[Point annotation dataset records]
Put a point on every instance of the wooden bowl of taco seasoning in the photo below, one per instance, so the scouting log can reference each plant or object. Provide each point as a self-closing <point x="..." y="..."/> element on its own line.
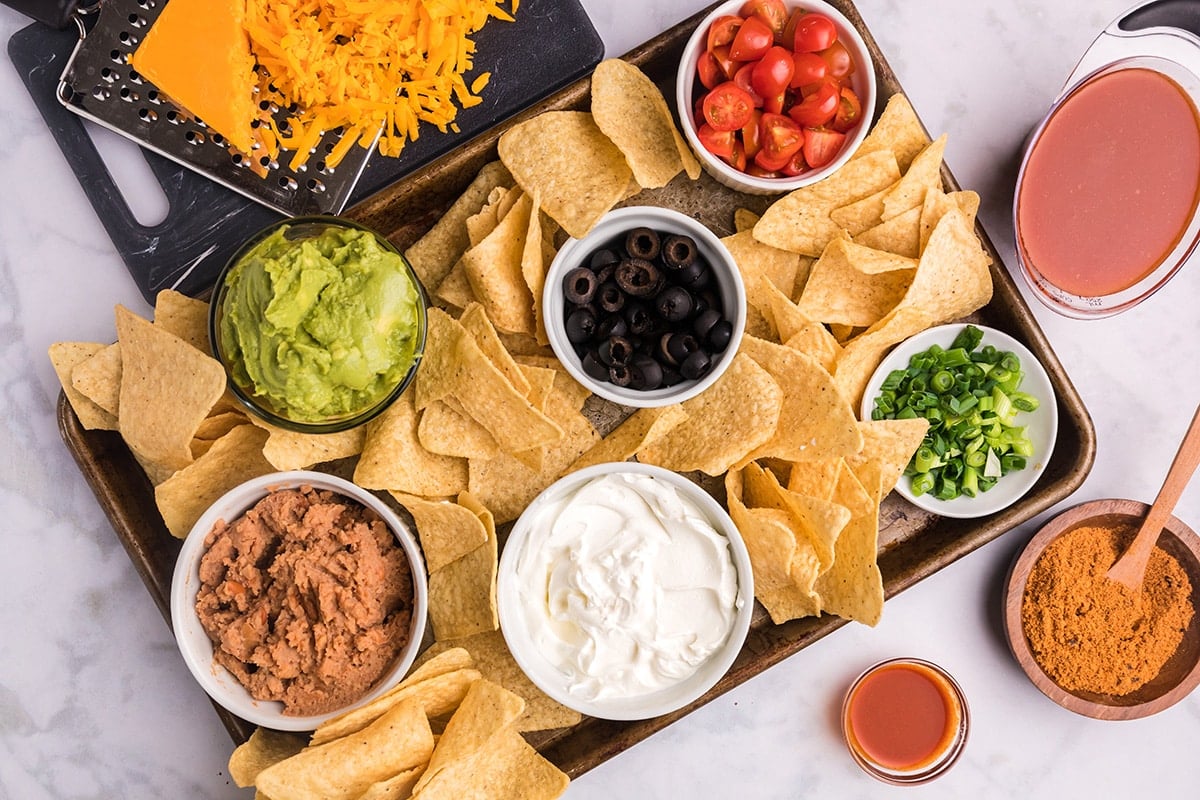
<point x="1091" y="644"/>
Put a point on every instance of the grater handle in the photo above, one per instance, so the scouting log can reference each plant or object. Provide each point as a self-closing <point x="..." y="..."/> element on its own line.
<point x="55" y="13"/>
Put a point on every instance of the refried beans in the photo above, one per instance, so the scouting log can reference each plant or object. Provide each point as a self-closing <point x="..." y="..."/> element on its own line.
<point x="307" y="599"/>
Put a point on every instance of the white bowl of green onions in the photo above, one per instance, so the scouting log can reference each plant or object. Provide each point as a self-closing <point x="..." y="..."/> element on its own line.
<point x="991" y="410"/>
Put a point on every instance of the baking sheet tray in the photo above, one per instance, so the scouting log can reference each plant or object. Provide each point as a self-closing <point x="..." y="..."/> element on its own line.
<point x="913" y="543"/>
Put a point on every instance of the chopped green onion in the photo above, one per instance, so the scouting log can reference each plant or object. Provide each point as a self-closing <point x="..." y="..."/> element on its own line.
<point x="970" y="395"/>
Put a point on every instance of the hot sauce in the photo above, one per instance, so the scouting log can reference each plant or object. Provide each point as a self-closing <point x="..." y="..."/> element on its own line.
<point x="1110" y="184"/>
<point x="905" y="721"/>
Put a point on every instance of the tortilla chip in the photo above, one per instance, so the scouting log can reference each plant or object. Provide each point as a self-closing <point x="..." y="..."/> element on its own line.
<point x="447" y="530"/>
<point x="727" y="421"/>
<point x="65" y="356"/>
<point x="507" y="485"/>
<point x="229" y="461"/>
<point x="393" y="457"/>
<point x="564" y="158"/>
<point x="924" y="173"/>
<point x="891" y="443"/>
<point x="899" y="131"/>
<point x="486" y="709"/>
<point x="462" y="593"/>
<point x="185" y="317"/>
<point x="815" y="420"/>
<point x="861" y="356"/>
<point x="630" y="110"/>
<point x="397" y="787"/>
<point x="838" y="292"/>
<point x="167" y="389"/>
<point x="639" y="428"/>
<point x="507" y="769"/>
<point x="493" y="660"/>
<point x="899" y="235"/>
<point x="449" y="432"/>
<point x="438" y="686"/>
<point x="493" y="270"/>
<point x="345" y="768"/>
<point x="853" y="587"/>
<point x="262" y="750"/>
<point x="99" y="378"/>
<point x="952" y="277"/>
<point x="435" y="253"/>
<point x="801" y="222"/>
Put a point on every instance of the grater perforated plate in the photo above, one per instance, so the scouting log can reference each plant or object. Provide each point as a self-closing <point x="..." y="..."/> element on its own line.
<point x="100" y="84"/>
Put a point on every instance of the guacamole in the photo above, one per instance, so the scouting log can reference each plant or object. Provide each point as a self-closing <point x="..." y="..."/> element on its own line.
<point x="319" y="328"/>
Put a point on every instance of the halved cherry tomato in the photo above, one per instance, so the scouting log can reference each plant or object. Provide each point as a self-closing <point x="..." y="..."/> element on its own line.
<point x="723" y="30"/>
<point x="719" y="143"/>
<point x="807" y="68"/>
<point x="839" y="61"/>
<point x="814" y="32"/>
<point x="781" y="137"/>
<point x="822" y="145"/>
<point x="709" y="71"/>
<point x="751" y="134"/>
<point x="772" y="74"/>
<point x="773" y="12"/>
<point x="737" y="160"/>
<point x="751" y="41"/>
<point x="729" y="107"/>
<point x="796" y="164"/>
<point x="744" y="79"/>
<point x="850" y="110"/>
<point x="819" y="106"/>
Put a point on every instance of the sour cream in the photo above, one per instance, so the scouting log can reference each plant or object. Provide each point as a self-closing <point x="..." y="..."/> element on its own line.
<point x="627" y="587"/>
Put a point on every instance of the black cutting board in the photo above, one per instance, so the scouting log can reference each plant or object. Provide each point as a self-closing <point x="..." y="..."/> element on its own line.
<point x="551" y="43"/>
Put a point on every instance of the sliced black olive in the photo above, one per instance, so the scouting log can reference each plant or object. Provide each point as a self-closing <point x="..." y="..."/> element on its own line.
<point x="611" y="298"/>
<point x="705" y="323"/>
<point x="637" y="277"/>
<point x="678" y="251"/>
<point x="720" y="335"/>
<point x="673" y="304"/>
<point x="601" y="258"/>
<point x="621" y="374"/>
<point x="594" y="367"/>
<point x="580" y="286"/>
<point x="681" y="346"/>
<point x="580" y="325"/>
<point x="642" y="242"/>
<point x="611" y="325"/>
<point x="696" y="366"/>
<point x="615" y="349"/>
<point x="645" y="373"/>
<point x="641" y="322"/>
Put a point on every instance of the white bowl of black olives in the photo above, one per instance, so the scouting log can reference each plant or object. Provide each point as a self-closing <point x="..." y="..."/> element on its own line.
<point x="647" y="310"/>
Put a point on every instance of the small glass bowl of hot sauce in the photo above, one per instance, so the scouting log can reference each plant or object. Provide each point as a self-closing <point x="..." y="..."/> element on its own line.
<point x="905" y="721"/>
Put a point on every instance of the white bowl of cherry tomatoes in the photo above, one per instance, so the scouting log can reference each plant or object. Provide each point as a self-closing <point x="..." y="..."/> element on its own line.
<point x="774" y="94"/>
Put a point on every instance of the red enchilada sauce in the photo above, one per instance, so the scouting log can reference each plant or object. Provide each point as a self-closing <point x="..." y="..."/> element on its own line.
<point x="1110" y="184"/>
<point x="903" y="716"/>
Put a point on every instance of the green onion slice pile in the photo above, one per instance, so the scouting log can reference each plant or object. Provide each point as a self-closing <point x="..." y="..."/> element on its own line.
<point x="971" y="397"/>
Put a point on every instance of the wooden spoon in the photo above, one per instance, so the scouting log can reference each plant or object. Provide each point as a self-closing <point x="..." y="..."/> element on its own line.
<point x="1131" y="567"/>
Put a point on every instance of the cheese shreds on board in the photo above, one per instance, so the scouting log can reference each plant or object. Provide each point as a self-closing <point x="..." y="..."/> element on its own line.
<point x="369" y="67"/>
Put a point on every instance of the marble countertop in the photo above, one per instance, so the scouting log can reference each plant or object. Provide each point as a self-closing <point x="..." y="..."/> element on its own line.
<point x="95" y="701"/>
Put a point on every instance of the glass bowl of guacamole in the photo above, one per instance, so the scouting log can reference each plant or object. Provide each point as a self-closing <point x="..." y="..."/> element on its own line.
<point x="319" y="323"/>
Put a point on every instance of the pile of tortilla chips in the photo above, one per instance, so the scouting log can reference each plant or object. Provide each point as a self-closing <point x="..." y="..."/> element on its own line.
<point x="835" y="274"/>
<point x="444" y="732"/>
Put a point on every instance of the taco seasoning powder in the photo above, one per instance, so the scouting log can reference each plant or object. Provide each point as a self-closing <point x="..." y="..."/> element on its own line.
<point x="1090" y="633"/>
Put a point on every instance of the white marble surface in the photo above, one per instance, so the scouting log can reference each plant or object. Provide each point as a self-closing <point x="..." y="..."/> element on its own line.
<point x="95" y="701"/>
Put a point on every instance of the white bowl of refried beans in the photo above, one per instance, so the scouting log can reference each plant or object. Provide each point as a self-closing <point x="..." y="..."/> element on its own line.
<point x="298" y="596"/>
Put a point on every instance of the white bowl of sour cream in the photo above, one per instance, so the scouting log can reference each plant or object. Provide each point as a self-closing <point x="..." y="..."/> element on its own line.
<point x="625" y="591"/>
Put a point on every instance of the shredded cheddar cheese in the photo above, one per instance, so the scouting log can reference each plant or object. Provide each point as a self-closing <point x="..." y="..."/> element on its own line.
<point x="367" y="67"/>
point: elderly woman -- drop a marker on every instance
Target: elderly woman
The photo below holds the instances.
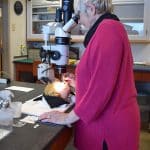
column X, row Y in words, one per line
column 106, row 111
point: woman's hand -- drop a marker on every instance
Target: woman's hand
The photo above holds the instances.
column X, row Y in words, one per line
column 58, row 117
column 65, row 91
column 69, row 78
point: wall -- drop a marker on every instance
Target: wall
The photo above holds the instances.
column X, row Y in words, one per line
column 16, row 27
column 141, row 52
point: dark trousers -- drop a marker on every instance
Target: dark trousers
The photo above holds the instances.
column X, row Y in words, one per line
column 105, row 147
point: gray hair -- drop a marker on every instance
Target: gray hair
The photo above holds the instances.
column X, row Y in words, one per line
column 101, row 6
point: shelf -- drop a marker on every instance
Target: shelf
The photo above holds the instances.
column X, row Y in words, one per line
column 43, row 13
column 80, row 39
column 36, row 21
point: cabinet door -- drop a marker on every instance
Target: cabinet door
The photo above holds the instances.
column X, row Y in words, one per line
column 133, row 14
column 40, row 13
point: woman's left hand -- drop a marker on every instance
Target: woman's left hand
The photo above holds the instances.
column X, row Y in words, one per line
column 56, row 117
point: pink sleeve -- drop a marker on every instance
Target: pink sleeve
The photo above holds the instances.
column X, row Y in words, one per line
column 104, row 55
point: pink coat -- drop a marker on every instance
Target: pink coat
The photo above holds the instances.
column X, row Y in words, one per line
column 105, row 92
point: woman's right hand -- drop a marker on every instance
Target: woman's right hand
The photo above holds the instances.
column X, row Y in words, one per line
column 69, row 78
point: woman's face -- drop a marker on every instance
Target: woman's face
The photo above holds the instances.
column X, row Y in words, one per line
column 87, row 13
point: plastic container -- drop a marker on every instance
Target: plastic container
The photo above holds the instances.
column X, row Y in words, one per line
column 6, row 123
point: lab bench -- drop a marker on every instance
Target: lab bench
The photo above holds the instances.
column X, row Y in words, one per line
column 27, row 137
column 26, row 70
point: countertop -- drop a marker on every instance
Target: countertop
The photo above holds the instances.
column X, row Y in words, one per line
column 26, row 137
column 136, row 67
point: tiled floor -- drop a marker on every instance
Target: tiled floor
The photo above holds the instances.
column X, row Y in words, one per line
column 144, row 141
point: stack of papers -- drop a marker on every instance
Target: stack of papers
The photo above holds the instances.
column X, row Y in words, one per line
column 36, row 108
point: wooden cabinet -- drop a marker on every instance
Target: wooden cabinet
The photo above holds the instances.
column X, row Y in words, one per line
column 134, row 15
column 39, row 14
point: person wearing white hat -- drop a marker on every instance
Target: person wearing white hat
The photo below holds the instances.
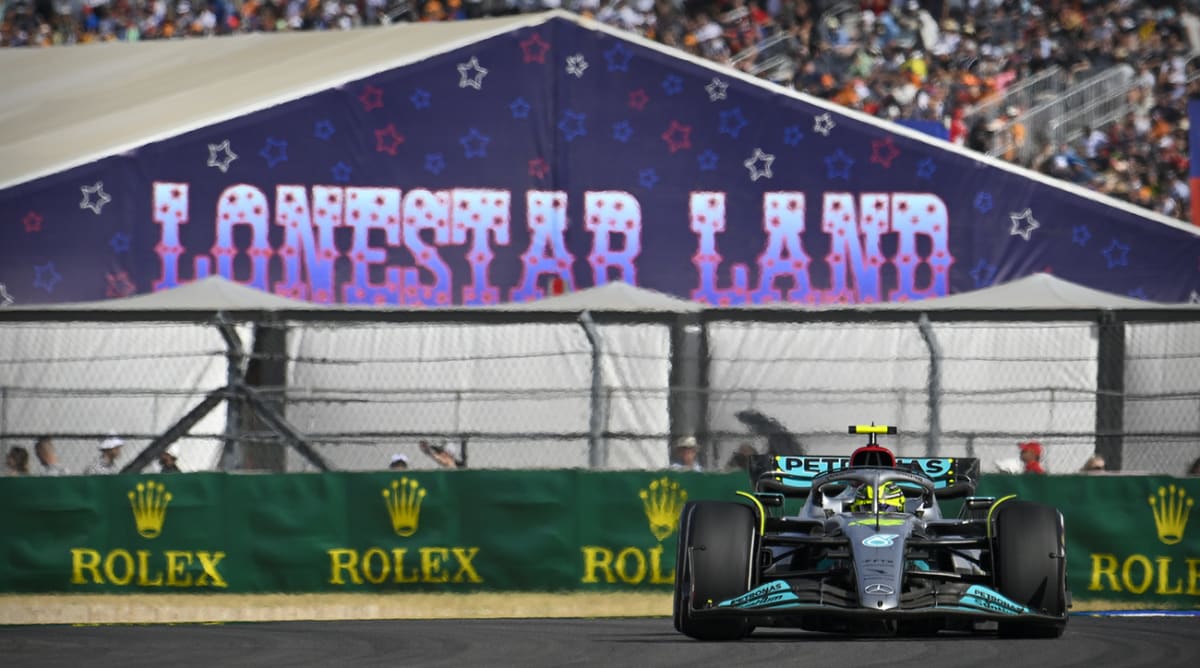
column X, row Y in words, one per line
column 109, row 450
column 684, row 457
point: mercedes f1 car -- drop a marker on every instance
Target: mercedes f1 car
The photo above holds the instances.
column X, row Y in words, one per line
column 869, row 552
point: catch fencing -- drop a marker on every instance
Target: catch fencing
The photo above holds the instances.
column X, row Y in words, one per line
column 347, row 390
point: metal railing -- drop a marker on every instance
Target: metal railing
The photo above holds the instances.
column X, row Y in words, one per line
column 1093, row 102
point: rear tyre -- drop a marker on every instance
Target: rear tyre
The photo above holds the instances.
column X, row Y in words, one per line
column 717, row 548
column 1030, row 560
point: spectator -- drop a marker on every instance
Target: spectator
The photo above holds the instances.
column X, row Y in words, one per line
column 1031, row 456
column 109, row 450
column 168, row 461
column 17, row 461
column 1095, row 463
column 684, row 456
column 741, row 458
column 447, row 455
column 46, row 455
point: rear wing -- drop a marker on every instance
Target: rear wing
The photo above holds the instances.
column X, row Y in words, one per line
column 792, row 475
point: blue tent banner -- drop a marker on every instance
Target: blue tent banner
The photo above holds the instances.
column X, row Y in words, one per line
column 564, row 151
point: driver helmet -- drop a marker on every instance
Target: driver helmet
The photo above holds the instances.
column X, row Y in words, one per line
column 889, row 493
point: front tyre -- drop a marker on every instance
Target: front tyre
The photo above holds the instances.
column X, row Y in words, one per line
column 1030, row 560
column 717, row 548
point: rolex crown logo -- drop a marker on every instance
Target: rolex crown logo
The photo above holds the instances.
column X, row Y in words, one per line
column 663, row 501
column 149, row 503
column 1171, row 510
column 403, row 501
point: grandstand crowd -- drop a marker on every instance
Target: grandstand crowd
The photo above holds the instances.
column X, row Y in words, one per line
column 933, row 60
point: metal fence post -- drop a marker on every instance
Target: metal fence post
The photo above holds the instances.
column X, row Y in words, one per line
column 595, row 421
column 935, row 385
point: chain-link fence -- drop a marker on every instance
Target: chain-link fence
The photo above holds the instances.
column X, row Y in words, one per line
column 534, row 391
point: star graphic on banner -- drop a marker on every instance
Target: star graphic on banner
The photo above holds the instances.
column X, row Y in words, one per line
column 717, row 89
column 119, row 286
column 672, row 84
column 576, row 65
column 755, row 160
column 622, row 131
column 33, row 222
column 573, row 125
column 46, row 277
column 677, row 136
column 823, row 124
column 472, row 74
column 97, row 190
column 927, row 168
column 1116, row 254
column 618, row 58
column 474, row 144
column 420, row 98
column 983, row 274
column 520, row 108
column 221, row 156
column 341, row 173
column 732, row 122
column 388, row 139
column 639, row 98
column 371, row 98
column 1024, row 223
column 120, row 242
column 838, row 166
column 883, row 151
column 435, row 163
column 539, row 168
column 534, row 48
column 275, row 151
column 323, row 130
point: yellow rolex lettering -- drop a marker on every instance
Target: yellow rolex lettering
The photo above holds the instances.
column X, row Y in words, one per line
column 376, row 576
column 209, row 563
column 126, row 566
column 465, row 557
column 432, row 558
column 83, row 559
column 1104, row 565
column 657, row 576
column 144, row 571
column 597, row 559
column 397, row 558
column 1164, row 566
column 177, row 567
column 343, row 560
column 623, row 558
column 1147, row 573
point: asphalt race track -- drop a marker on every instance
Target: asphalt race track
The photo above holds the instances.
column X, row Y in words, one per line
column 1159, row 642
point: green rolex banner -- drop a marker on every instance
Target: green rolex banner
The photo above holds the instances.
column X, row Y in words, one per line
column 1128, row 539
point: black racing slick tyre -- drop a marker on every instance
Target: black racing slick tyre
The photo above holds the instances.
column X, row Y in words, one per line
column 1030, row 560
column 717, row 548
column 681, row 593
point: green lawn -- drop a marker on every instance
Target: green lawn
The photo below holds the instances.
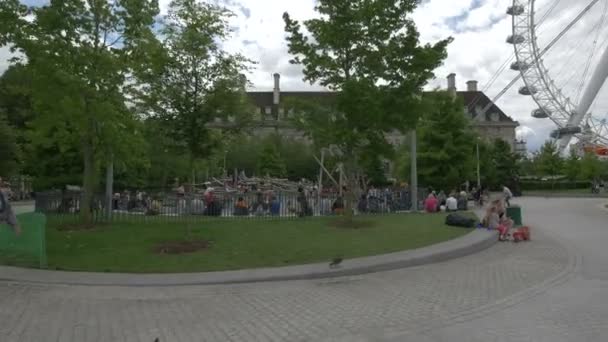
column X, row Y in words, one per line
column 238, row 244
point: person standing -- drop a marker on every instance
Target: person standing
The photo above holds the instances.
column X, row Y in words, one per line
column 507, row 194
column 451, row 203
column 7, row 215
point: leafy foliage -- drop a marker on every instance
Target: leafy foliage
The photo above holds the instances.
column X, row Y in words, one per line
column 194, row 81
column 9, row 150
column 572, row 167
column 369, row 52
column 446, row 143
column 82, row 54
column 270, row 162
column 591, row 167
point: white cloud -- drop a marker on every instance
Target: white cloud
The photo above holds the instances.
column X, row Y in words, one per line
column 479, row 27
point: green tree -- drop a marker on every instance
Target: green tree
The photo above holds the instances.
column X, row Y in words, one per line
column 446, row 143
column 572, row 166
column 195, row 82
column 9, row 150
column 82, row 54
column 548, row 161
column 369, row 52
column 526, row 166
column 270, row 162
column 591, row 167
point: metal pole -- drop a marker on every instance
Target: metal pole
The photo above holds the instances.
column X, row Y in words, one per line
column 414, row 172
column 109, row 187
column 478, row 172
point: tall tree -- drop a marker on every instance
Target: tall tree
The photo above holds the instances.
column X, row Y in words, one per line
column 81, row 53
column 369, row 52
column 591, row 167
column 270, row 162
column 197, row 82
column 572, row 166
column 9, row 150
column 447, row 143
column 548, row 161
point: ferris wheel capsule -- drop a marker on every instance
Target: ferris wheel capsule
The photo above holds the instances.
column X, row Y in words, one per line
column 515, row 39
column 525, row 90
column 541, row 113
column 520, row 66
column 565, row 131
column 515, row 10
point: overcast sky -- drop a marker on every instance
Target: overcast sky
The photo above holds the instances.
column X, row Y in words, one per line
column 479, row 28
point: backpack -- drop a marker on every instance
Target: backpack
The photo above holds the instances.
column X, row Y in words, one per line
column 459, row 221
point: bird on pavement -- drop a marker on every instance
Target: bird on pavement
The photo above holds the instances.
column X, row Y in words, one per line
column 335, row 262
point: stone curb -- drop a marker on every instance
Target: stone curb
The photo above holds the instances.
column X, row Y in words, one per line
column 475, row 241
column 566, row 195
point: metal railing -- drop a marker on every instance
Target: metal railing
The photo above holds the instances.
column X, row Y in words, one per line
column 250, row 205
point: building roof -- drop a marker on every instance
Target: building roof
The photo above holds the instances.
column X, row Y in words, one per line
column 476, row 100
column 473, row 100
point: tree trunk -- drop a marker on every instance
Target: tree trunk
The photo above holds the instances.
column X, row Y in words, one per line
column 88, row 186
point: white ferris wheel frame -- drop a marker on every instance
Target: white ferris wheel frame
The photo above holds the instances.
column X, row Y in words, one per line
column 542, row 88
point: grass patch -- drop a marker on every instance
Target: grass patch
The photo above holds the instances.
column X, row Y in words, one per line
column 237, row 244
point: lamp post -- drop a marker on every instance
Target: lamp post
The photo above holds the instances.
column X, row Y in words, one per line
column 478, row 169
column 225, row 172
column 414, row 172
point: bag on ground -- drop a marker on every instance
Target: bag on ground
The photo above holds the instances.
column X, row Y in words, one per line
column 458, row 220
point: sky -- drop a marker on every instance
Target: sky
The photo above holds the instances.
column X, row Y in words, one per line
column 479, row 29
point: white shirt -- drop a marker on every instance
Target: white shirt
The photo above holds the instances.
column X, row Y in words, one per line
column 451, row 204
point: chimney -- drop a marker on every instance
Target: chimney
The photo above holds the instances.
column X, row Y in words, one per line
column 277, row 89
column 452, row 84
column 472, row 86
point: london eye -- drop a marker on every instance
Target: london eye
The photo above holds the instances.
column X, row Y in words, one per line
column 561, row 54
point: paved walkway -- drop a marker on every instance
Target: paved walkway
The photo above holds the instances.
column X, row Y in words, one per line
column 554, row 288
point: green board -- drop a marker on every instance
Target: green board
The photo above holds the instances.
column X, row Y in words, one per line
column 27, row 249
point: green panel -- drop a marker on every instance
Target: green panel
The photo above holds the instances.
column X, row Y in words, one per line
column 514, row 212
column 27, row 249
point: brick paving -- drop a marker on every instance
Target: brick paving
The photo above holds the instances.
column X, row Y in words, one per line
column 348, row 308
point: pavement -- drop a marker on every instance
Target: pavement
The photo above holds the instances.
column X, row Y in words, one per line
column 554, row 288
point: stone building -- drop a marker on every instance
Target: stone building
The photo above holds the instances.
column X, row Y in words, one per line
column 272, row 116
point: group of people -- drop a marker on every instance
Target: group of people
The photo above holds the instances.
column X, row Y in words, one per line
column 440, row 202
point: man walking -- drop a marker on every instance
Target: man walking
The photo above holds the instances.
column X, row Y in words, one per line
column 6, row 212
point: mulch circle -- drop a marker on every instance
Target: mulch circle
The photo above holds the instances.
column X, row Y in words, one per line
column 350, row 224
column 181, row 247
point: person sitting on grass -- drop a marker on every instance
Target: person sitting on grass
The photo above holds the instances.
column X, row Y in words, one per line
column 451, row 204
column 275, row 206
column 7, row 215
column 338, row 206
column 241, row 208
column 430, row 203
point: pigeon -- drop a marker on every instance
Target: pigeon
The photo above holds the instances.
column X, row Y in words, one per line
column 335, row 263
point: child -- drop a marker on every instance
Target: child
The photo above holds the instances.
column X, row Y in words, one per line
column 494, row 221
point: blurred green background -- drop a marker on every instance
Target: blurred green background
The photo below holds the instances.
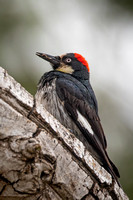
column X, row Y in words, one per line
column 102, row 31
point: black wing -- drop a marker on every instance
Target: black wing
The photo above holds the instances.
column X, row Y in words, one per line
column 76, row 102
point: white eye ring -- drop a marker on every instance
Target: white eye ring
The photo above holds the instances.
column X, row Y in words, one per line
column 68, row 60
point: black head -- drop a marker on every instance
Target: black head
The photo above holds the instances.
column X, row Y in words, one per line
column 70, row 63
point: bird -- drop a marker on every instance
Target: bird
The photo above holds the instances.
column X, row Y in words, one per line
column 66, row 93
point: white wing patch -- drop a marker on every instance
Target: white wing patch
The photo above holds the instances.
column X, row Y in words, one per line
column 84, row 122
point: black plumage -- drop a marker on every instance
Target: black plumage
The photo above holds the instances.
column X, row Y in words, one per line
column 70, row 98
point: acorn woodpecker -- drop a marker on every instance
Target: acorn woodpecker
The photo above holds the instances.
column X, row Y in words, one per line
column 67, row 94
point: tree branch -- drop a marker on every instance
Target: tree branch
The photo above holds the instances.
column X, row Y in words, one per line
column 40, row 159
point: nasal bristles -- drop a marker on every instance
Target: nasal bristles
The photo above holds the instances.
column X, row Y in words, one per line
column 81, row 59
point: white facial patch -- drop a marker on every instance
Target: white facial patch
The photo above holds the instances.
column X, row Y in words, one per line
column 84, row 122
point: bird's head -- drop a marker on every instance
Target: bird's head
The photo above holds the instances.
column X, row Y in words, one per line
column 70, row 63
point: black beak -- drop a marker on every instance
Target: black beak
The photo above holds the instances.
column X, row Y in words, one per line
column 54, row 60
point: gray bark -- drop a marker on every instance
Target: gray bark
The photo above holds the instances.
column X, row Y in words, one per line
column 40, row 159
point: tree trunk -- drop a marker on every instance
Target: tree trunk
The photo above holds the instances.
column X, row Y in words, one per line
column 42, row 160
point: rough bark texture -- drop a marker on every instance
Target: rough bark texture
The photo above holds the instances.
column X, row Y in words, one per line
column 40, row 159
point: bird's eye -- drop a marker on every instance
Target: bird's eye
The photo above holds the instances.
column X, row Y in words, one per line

**EXERCISE INSTRUCTIONS:** Convert the material from the line with "point: pavement -- drop" up to and including the line with "column 181, row 247" into a JSON list of strings, one string per line, with blank lines omitted.

**RESPONSE TO THIS TASK:**
[
  "point: pavement -- drop a marker on every instance",
  "Target: pavement",
  "The photo above holds the instances.",
  "column X, row Y in words, one per line",
  "column 554, row 288",
  "point: stone building -- drop a marker on every instance",
  "Target: stone building",
  "The photo above holds the instances.",
  "column X, row Y in words, one per line",
  "column 272, row 116",
  "point: group of people -- drop a marker on every instance",
  "Target: group of people",
  "The photo above holds the instances.",
  "column X, row Y in words, one per line",
  "column 440, row 202",
  "point: man walking -- drop a marker on every instance",
  "Target: man walking",
  "The photo above holds the instances.",
  "column X, row Y in words, one per line",
  "column 6, row 212",
  "point: mulch circle -- drop a marker on every instance",
  "Target: mulch circle",
  "The photo above holds the instances.",
  "column X, row Y in words, one per line",
  "column 350, row 224",
  "column 181, row 247"
]